* **Prompt a**
List every line of the records that contains the string "roll", treating uppercase and lowercase as different.

Strain energy storage coefficient (F)

The principle of F is premised on the observations of strain energy (area under a stress-strain curve of a rock sample) changes when a rock sample is uniaxially compressed to 80% of its maximum uniaxial compressive strength and the load is released gradually to zero. Since loading the specimen to 0.8UCS makes transition from elastic behaviour to plastic behaviour, permanent damage is experienced by the specimen, leading to strain energy being spent on plastic deformation (represented as W_sp (area OAC) in Figure 8). The total strain energy generated in the specimen when it is uniaxially compressed to 0.8UCS is represented as W_tot (area OAB in Figure 8). The strain energy stored in the specimen (W_st) is the difference between Wtot and W_sp. From the work of Kidybinski (1981) and Wang et al. (1998), F is defined as the ratio of Wst to W_sp and Equations 4 to 7 are used in the formulation of the ratio using Figure 8.

 

 

The criterion for judging rockburst intensity based on F is given in Table 7.

 

 

F serves as an indicator of the energy that can be released during a rockburst. Higher values of F imply a greater potential for energy release, signalling a higher risk of rockmass failure. Monitoring changes in F before and after destress blasting helps evaluate the effectiveness of the blasting in reducing strain energy storage. A decrease in F indicates successful energy dissipation, contributing to rockburst prevention.

Despite the fact that F provides critically valuable information into the propensity of a rockmass to release stored strain energy during failure, it is important to recognise that the determination of F is sensitive to sampling variability and the inherent differences between laboratory testing conditions and actual in situ field conditions. Sampling variability arises due to the natural heterogeneity of rockmasses. Laboratory specimens are often extracted as relatively small, intact core samples that may not fully represent the large-scale variability found underground. Factors such as mineral composition, grain size distribution, microfracturing, alteration zones, and anisotropy within the rockmass may not be adequately captured in the limited volume of laboratory samples. Laboratory-derived F values might either underestimate or overestimate the energy storage potential of the broader rockmass as a result, depending on whether the sampled cores are stronger or weaker than the average in situ conditions. Laboratory tests typically impose idealised loading conditions, such as uniform uniaxial compression at controlled strain rates, that differ significantly from the complex, multi-axial and time-dependent stress regimes experienced in situ. Stress states are influenced by excavation-induced stress concentrations, seismic wave propagation, and long-term creep behaviour in the field, which are not easily replicated in laboratory environments. Laboratory tests are performed on relatively dry samples, whereas in situ rockmasses may be saturated or partially saturated, further altering their mechanical response and energy storage behaviour.

* **Prompt b**
Give an updated version of the strain energy storage coefficient excerpt's passage that opens with the words containing "F serves as" and closes with "to rockburst prevention.", with "rockburst" changed to "rock burst".

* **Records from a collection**
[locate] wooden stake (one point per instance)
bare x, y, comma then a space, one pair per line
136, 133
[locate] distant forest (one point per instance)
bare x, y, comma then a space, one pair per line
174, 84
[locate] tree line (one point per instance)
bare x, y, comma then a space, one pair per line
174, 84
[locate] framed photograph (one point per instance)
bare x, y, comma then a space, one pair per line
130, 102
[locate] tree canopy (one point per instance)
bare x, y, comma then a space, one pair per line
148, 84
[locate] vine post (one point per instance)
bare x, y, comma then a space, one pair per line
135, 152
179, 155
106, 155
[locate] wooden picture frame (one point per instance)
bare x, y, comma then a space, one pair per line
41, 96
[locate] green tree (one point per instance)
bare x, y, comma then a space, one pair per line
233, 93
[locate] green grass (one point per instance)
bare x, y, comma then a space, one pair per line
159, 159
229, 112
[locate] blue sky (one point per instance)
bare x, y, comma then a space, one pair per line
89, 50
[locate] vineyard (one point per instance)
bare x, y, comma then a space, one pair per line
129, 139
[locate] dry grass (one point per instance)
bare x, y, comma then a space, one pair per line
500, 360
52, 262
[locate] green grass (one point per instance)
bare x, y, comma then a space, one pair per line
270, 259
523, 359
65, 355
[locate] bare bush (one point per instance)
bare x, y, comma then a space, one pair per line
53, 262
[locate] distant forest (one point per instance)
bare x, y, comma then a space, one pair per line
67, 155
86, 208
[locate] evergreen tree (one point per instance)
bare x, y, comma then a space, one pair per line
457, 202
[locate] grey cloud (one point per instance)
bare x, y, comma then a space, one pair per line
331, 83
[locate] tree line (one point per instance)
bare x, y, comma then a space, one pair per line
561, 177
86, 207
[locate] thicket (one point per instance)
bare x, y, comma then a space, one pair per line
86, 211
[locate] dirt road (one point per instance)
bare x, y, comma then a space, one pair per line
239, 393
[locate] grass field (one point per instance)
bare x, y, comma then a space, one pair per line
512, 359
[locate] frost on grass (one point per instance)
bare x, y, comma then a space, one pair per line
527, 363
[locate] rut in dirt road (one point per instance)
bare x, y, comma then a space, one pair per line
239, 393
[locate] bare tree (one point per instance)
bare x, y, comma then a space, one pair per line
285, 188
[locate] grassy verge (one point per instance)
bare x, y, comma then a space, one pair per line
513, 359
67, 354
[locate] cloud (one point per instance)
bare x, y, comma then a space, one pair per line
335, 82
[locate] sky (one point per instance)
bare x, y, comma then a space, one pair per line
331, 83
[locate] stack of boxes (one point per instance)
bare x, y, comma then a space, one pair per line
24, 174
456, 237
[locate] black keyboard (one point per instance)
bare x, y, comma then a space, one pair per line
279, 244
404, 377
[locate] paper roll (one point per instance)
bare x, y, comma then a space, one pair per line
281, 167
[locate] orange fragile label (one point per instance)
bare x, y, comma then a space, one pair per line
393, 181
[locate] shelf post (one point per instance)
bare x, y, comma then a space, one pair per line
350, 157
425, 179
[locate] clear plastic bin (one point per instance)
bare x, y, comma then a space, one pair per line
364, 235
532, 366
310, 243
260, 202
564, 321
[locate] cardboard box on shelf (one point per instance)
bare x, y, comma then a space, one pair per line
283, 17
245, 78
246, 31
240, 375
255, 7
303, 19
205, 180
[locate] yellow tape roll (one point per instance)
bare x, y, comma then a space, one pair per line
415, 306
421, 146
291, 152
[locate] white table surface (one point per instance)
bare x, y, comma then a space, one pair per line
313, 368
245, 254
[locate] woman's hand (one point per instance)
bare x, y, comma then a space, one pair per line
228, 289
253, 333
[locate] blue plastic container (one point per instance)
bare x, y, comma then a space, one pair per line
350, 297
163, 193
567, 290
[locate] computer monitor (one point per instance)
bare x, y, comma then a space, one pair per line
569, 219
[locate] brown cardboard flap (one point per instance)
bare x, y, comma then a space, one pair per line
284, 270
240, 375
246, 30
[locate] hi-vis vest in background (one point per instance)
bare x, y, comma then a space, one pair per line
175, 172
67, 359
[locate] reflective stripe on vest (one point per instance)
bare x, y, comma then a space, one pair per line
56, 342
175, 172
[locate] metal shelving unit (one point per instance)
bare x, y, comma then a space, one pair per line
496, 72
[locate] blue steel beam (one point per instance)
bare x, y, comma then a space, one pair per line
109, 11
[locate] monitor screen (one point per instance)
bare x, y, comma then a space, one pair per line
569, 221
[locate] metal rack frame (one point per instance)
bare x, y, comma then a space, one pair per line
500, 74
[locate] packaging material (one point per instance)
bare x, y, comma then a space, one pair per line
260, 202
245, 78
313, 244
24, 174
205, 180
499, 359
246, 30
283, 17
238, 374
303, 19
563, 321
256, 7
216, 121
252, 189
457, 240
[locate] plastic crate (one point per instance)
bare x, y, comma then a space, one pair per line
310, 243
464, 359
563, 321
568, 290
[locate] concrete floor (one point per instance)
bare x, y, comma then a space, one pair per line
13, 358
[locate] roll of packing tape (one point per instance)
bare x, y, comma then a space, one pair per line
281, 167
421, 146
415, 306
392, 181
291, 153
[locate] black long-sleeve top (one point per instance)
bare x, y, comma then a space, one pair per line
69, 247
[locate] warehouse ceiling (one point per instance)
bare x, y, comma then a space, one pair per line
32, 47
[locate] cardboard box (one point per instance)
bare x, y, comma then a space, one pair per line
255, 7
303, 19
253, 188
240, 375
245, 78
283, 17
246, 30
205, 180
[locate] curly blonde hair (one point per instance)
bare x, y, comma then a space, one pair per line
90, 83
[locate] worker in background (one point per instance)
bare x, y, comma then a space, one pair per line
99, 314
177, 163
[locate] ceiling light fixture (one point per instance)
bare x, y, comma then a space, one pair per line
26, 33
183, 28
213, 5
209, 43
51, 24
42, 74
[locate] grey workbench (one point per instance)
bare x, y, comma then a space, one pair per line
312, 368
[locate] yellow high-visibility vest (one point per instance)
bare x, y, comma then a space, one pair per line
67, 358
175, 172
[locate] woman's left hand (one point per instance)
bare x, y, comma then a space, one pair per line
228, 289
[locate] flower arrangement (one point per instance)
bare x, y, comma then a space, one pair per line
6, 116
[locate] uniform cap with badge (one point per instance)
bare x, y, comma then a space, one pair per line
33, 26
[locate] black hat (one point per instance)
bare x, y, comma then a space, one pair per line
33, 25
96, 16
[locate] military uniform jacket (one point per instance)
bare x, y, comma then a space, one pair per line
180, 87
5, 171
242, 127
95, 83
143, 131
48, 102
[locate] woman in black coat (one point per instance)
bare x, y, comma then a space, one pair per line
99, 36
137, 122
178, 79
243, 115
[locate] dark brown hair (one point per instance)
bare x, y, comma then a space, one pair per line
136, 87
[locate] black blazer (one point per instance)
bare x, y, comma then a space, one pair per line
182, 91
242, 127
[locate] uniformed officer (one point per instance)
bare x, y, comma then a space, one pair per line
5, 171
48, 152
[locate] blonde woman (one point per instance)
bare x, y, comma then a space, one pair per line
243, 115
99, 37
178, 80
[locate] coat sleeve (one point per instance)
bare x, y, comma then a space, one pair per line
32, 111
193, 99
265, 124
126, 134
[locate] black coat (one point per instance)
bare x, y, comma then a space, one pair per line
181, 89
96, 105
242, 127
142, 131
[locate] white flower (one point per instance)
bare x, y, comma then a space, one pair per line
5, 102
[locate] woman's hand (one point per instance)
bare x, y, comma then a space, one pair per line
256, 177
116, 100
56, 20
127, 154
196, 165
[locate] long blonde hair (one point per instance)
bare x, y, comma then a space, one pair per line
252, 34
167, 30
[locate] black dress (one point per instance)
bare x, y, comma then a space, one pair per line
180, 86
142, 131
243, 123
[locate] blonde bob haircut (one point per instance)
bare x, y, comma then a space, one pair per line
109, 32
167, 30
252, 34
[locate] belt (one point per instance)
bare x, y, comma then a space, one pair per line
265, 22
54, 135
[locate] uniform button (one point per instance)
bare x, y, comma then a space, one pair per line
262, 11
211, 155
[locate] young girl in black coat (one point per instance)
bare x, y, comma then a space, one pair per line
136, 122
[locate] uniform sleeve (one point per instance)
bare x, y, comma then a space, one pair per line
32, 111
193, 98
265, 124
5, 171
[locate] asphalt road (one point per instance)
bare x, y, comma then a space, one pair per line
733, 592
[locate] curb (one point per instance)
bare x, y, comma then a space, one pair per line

* **Final answer a**
[locate] paper roll (one point per instance)
[locate] yellow tape roll (one point per instance)
[locate] roll of packing tape (one point per instance)

* **Final answer b**
F serves as an indicator of the energy that can be released during a rock burst. Higher values of F imply a greater potential for energy release, signalling a higher risk of rockmass failure. Monitoring changes in F before and after destress blasting helps evaluate the effectiveness of the blasting in reducing strain energy storage. A decrease in F indicates successful energy dissipation, contributing to rock burst prevention.